## Texto extraído
Creo que urge una reflexión profunda, que no podemos seguir poniendo parches al sistema porque algún día reventarán las costuras y será a costa de la salud física y mental de muchas/os profesionales, que asumen tanto las grietas de sus servicios como las de colegas poco profesionales, por decirlo de una manera suave.
Como servidoras/es de lo público tenemos que transmitir la idea a las personas con las que trabajamos, que lo público es suyo, nuestro, no del político o política de turno, que como ciudadana/o tiene derecho a recibir una atención especializada, atenta, respetuosa,… y a que, si no se le puede dar respuesta a su demanda, entender el motivo y qué otras acciones puede llevar a cabo para garantizar sus derechos. Desde el Trabajo Social se pueden articular respuestas colectivas que hagan tambalear los cimientos de un sistema insostenible, pero no puede ser cuestión de buena suerte, no puede depender de la voluntad de quien se implica trabajando hasta las seis de la tarde cuando su horario termina a las tres. Muchos casos son urgentes, las personas nos necesitan a pleno rendimiento y creatividad,… pero, qué ocurrirá cuando colapsemos, cuando nuestra vocación y compromiso no sea valorada y seamos remplazadas/os por otras/os que también colapsarán si se implican. No podemos seguir haciendo el juego al sistema, no podemos permanecer impasibles mirando para otro lado. Hay que frenar, hay que analizar y diagnosticar lo que ocurre y proponer alternativas, que pasan por el incremento de personal, cierto, pero también por otro modelo de hacer política social, por optimizar recursos, por flexibilizar requisitos, por primar las fundamentaciones técnicas frente a lo inamovible y el “no se puede”. Urgen cambios, urgen revoluciones,… Los servicios sociales y de salud mental están cada vez más saturados, o apuntalamos bien estos sistemas o preparémonos para bailar la última sinfonía del Titanic.

## Tus tareas
1. Reescribe el fragmento del texto sobre los servicios sociales que arranca con las palabras que contienen "Creo que urge" y acaba con "una manera suave.". Cambia "parches" por "remiendos".
2. Según el texto sobre los servicios sociales, ¿qué servicios están cada vez más saturados?
3. Indica, por favor, si cada afirmación concuerda con el texto sobre los servicios sociales. Responde sí o no y cita las palabras del texto que lo deciden.
(a) Las alternativas propuestas pasan por el incremento de personal.
(b) Lo público pertenece al político o política de turno.
(c) Las respuestas colectivas desde el Trabajo Social pueden ser cuestión de buena suerte.

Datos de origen
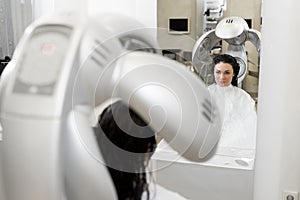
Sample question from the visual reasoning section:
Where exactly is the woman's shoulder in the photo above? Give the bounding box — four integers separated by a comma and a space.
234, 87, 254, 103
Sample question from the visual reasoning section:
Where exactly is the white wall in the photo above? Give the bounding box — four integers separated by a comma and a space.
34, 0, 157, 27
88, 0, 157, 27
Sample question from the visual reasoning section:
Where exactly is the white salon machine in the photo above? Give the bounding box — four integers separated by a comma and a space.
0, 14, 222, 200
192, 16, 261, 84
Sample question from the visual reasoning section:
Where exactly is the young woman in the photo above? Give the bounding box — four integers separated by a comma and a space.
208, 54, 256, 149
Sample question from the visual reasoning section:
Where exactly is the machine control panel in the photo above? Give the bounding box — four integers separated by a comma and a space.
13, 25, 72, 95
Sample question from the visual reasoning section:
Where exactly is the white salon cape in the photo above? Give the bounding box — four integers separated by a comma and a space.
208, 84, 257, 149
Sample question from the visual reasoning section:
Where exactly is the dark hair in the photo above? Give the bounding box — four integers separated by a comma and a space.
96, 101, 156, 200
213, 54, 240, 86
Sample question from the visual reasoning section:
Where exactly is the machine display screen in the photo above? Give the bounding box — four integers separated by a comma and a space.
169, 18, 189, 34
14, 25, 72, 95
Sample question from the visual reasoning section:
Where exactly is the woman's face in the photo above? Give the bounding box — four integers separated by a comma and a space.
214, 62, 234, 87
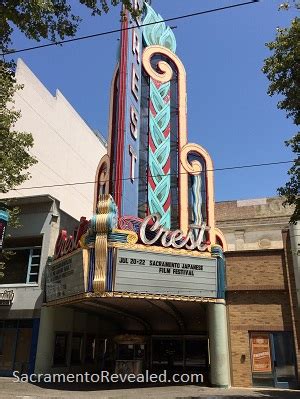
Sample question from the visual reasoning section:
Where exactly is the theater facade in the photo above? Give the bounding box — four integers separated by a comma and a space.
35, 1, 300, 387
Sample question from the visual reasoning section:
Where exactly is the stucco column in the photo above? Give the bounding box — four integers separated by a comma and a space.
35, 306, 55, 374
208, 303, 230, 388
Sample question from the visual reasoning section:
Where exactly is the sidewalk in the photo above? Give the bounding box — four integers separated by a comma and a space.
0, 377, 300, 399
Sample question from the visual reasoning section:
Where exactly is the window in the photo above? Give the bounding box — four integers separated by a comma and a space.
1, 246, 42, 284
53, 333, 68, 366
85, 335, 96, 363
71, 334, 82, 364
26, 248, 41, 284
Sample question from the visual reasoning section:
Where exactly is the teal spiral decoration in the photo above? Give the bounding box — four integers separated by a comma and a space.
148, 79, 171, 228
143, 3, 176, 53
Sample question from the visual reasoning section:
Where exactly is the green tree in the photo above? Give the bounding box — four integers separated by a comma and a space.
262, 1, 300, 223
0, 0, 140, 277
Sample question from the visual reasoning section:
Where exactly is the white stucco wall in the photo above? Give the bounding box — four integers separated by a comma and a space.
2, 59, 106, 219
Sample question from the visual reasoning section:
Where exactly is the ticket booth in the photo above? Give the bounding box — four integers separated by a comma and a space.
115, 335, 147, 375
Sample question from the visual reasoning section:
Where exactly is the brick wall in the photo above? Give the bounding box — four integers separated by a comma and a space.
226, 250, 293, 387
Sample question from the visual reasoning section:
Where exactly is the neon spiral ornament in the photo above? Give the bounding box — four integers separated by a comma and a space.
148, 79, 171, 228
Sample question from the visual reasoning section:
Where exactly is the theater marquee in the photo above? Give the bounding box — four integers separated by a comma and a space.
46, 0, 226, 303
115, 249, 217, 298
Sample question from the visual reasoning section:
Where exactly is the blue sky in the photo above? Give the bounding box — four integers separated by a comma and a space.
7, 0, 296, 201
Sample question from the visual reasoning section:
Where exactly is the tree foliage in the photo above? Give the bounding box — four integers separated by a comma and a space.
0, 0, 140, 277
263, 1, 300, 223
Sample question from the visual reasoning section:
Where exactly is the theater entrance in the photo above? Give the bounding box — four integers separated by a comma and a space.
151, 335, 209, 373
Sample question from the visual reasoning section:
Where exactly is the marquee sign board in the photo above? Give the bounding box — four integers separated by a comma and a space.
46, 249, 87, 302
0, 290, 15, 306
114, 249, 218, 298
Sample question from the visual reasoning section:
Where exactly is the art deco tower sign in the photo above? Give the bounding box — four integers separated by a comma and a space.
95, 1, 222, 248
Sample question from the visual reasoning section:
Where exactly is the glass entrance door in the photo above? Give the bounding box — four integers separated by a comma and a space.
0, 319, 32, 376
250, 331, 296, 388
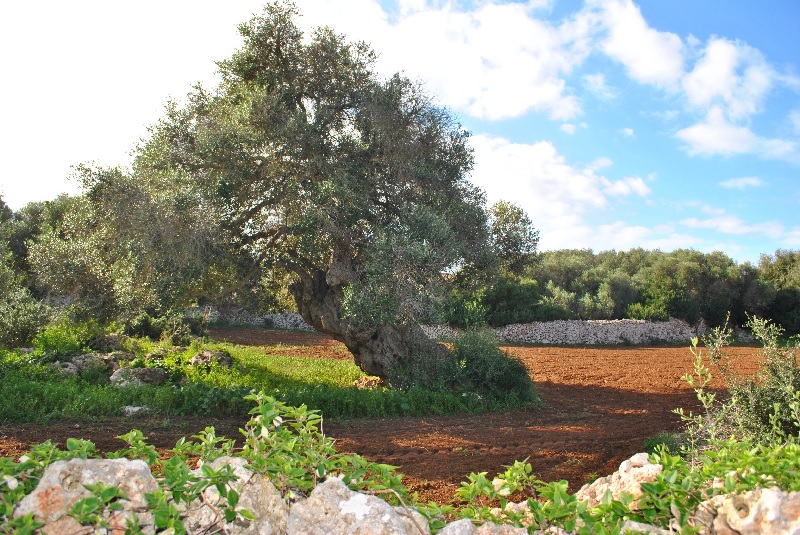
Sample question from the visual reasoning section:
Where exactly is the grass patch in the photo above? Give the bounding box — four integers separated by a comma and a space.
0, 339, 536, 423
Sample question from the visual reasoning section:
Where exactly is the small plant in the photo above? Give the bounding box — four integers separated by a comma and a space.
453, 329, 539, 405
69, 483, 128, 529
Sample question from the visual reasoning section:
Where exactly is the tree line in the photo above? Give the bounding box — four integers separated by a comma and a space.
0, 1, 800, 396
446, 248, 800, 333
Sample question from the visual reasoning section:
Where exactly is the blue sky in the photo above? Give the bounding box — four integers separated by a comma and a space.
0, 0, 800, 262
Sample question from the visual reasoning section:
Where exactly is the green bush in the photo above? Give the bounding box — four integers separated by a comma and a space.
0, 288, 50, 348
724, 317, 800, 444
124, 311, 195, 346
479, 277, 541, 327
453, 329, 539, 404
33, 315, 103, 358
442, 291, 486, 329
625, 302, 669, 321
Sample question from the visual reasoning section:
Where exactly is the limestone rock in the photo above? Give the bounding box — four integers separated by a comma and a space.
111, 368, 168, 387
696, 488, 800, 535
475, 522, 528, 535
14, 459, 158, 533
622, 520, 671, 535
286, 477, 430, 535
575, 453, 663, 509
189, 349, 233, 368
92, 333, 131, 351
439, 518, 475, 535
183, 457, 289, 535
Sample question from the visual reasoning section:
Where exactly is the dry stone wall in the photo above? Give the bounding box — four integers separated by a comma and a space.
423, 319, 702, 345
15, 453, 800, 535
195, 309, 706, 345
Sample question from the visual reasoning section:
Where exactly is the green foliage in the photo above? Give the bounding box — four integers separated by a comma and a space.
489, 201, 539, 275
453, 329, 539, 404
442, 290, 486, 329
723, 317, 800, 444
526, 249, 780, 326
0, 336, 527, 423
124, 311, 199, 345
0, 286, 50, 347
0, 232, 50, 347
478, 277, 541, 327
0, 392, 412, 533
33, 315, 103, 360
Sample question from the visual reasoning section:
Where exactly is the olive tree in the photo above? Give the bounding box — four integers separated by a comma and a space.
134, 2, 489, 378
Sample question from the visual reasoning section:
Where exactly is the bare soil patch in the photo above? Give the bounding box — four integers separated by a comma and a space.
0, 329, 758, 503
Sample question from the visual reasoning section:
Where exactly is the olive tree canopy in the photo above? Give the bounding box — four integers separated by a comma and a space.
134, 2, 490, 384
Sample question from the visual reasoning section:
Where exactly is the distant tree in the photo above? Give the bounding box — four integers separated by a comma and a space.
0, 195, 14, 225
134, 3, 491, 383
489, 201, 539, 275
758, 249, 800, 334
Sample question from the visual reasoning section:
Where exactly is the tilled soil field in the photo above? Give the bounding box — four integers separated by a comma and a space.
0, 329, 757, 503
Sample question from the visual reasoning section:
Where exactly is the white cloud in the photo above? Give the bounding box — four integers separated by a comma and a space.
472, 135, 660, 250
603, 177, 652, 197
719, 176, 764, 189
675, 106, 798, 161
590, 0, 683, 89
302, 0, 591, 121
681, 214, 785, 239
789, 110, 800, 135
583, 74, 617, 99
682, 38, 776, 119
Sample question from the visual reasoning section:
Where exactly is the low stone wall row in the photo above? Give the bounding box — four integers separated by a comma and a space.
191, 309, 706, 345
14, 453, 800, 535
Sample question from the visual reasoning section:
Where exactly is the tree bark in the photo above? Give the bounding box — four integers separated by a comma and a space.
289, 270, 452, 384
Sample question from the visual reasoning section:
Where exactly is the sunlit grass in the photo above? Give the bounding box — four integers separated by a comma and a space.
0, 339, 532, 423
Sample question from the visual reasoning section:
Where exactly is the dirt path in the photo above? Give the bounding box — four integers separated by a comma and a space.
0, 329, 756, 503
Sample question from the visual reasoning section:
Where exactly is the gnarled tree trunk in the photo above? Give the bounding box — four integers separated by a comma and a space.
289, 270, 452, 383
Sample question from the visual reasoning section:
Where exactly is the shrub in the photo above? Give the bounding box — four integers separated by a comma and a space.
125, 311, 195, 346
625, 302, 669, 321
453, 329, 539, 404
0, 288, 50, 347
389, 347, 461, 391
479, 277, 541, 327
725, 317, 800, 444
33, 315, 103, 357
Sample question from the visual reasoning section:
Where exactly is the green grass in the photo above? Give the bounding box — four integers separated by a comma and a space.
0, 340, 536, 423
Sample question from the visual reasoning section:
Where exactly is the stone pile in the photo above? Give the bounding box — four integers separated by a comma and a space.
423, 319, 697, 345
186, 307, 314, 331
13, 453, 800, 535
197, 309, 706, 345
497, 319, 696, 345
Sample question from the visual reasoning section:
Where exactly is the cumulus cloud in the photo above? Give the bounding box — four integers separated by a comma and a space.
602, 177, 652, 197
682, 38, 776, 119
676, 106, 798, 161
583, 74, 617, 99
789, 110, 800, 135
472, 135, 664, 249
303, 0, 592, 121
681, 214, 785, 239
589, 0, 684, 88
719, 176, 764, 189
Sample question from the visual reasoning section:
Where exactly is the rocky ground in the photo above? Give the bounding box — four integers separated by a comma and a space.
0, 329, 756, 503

## Resultados por tarea
1.
Creo que urge una reflexión profunda, que no podemos seguir poniendo remiendos al sistema porque algún día reventarán las costuras y será a costa de la salud física y mental de muchas/os profesionales, que asumen tanto las grietas de sus servicios como las de colegas poco profesionales, por decirlo de una manera suave.

2. Los servicios sociales y de salud mental.

3.
(a) Sí: "que pasan por el incremento de personal, cierto"
(b) No: "lo público es suyo, nuestro, no del político o política de turno"
(c) No: "no puede ser cuestión de buena suerte"